Available data
****************

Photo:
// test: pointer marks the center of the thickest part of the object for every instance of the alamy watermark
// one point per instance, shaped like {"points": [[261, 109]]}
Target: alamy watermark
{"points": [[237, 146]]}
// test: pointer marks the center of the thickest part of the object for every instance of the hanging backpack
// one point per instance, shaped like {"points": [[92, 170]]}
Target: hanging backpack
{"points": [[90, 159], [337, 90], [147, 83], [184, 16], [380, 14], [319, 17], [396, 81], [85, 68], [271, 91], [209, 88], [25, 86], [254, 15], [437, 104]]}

****************

Required task
Rewrite all of the rows above, request lines included. Scale every point coordinate in the answers by 1.15 and round each result to a whole number, with halves rounded up, leaving the sample coordinates in the request lines unchanged.

Exercise output
Photo:
// test: pointer marks the center of the thickest part of the object for every instance of the alamy watermark
// one point per instance, shaped like {"points": [[261, 109]]}
Target: alamy watermark
{"points": [[273, 168]]}
// test: pointer marks the center of the thickest part of the object for every instance of the hanging backpack
// one point per instance, shaped like {"points": [[92, 170]]}
Target: hanging backpack
{"points": [[104, 183], [388, 104], [169, 95], [212, 18], [437, 16], [367, 20], [455, 93], [98, 78], [312, 105], [240, 101], [29, 99], [292, 17], [503, 120]]}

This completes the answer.